## [Raw records]
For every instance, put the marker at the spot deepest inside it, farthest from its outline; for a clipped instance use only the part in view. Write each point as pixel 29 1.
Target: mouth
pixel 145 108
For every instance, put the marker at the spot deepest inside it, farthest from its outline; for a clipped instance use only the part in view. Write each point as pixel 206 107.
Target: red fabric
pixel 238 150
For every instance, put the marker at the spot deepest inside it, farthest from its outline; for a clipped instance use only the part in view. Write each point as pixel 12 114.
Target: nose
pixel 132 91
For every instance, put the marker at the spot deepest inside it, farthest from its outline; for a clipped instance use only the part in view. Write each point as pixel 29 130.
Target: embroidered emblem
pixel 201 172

## [Problem to work on]
Please put each line of the listing above into a numbered list, leaving out any blank lines.

## [Exercise answer]
1. For every instance, put the marker at the spot deepest inside it, farthest from its outline; for a clipped instance use only the part in view. Write each point as pixel 29 1.
2. Target: mouth
3. pixel 145 108
4. For every instance, put the marker at the spot deepest inside it, farthest from its outline; for a clipped instance use only the part in view. Write each point as pixel 206 107.
5. Target: red fabric
6. pixel 238 150
7. For every instance, put the marker at the spot deepest inside it, farthest from its outline; for a clipped instance use only the part in view. Write each point as pixel 12 114.
8. Target: nose
9. pixel 132 91
10. For every instance, put the marker at the spot deepest inside it, farthest from its outline; for a clipped instance use only the part in view. Write each point as pixel 29 130.
11. Target: embroidered emblem
12. pixel 201 172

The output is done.